[Stored records]
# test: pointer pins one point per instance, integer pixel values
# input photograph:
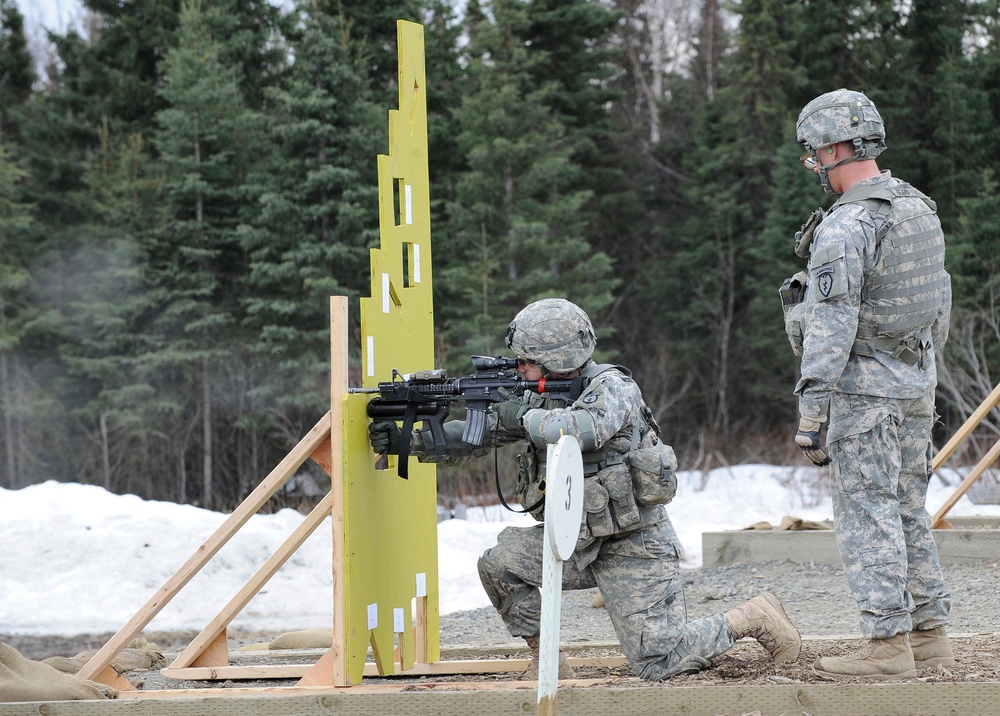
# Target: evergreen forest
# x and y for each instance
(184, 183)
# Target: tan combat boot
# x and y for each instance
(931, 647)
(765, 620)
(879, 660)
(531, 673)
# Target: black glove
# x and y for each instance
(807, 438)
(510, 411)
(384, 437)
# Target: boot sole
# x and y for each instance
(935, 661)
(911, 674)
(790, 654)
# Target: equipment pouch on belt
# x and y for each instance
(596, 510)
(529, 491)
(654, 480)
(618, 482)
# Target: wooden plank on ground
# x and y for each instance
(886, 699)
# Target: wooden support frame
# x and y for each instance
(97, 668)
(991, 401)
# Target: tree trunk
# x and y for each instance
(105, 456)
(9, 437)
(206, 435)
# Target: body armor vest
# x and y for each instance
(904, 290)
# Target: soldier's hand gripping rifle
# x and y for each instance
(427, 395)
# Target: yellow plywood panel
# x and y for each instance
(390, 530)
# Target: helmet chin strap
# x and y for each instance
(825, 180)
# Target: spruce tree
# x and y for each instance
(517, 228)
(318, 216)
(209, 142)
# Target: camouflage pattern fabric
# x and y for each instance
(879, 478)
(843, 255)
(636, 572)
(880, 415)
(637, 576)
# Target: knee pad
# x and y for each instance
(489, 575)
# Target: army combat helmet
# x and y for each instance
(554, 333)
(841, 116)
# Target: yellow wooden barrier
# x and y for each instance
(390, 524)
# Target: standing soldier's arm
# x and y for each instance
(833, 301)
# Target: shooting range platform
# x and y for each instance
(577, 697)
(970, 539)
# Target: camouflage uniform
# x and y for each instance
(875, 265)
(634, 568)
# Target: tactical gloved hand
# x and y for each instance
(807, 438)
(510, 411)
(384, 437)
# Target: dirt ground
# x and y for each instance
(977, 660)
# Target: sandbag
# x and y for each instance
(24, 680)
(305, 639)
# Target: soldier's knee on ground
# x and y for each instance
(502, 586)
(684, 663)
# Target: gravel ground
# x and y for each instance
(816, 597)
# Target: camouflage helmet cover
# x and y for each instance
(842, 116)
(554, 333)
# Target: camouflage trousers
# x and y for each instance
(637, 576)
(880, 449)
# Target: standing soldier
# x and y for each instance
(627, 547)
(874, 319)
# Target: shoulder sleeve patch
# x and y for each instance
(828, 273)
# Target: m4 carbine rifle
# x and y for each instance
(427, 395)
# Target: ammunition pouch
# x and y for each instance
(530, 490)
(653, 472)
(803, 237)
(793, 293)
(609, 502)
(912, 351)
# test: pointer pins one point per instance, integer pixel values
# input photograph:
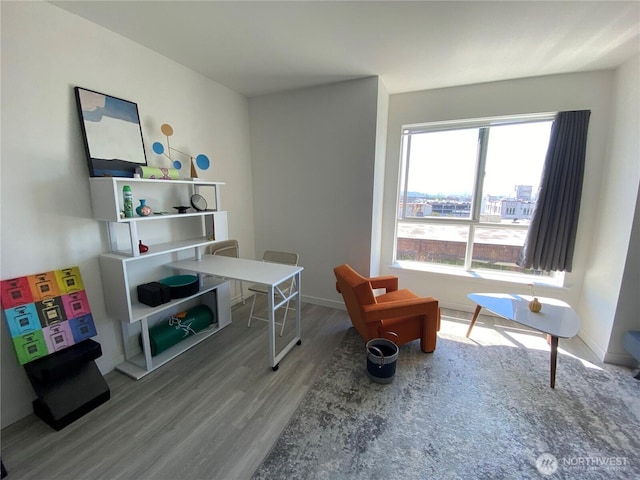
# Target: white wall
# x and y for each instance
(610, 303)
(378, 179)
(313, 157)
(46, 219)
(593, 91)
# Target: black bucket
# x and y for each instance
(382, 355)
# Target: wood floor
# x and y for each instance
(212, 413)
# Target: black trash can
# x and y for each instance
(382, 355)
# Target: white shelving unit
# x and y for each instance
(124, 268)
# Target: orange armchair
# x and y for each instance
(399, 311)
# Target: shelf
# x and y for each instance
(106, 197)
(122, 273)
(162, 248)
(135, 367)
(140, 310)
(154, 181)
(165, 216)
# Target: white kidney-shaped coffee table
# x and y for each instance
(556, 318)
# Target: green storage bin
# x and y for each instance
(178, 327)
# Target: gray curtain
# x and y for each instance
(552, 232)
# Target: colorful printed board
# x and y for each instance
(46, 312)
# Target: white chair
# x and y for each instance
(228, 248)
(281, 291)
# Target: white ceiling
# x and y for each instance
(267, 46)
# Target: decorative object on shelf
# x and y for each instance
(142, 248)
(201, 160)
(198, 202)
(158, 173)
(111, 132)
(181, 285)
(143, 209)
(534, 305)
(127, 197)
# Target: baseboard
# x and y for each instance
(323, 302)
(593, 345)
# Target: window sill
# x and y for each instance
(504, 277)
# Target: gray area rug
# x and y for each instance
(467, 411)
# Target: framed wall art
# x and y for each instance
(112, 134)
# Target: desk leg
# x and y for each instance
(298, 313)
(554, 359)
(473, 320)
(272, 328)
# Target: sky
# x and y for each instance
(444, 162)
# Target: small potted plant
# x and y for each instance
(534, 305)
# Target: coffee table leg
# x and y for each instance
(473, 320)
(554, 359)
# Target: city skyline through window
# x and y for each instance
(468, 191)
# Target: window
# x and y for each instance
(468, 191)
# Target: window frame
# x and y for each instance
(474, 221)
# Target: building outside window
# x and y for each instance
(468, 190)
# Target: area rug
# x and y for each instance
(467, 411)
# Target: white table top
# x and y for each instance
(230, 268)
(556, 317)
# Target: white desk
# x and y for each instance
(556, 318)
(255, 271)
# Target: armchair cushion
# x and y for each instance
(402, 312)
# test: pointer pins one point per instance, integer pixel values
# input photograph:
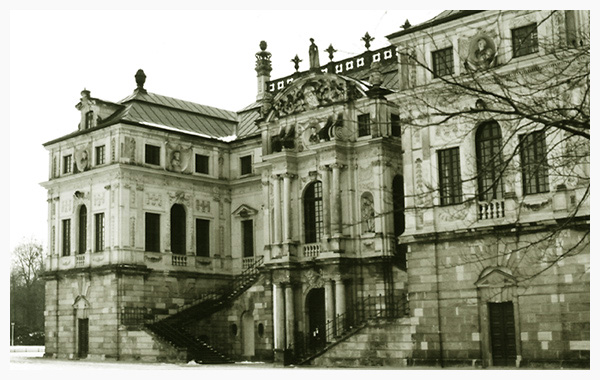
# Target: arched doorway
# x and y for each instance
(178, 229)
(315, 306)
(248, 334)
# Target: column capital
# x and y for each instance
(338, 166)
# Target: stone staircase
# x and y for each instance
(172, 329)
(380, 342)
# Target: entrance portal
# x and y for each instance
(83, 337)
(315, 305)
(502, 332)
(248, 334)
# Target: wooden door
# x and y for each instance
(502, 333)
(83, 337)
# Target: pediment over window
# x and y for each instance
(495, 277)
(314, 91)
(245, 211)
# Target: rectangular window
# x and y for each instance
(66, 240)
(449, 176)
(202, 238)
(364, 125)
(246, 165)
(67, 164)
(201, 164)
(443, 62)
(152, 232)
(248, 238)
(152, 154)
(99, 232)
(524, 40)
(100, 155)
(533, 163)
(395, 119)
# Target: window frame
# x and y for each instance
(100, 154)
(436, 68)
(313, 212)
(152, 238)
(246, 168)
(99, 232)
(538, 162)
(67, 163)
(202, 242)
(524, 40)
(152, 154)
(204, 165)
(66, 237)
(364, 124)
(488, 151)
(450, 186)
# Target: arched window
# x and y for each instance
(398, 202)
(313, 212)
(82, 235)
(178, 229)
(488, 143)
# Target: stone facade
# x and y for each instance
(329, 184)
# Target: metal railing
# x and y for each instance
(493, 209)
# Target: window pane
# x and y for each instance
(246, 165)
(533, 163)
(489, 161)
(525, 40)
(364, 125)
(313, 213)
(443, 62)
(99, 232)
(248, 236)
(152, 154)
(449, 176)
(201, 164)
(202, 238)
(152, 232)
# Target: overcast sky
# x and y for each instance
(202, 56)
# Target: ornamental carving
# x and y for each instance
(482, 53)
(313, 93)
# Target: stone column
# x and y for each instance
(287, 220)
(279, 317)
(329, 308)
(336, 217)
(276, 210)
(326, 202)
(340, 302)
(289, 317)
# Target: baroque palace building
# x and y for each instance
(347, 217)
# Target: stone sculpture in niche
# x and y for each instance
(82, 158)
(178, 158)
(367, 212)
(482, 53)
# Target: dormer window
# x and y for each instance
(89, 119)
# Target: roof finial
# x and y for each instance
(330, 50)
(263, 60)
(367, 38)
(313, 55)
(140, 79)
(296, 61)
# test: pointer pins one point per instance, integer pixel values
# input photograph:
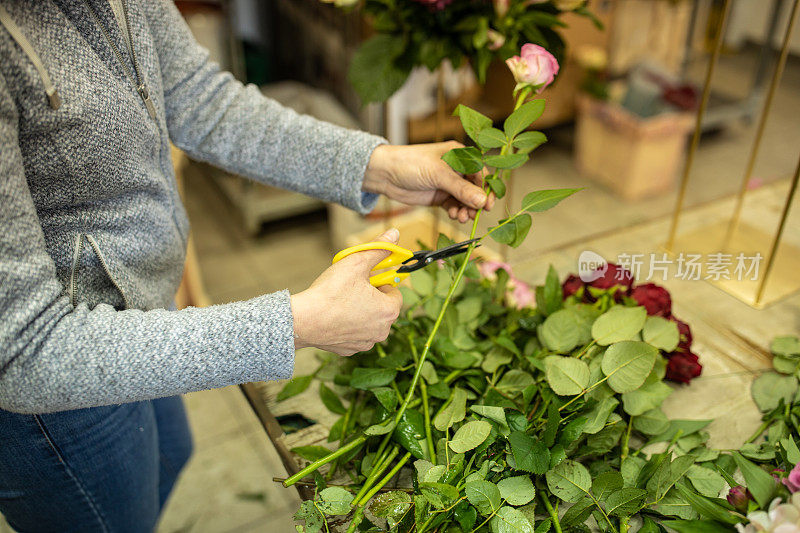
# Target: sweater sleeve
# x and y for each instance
---
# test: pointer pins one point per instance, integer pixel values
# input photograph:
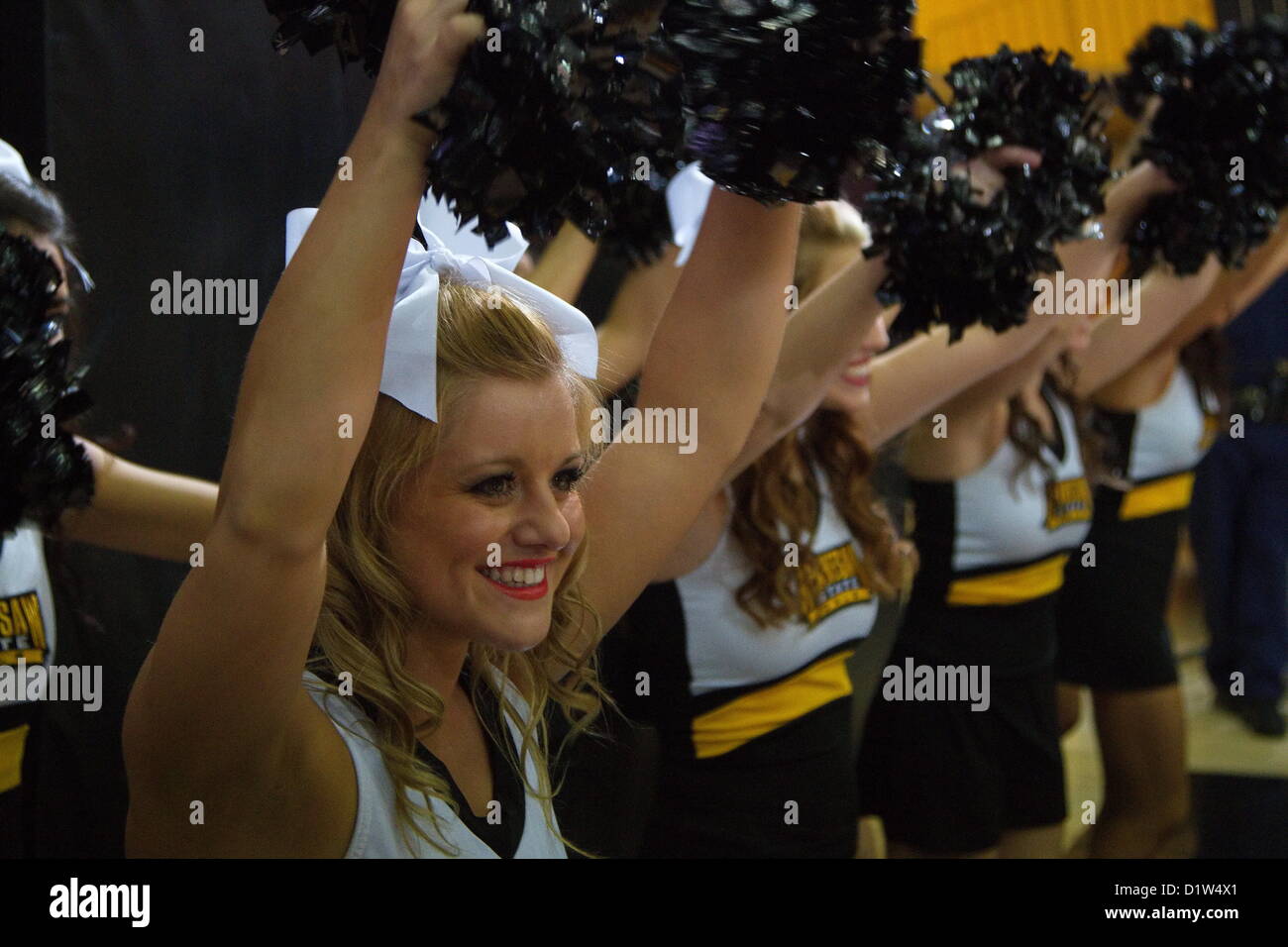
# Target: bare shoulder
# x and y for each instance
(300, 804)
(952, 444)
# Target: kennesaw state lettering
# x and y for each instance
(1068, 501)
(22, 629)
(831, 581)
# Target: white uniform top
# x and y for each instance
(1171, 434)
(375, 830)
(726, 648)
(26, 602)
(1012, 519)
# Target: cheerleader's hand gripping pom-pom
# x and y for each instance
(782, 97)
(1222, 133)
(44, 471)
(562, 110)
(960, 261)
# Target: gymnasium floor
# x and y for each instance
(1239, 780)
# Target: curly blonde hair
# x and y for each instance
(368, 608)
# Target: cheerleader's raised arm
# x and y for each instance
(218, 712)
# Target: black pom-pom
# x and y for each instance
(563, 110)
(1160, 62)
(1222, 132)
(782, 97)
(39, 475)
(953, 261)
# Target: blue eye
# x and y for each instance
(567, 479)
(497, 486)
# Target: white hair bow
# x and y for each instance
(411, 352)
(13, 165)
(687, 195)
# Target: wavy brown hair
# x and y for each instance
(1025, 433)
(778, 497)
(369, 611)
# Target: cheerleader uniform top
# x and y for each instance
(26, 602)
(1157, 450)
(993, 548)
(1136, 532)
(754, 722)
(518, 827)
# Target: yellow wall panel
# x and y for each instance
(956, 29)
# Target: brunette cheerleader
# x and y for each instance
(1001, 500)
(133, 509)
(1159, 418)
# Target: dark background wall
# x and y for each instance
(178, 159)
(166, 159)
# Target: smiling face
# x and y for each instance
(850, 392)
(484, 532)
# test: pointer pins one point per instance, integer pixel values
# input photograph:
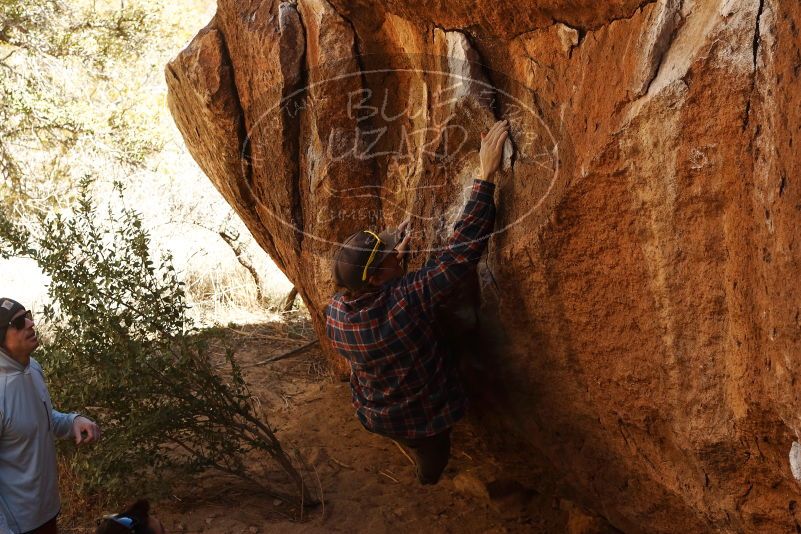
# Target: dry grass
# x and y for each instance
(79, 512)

[Task description] Report every line of the material that contains the string "yellow", copying each line in full.

[Problem solution]
# Target: yellow plywood panel
# Target: yellow wooden barrier
# Target: yellow wall panel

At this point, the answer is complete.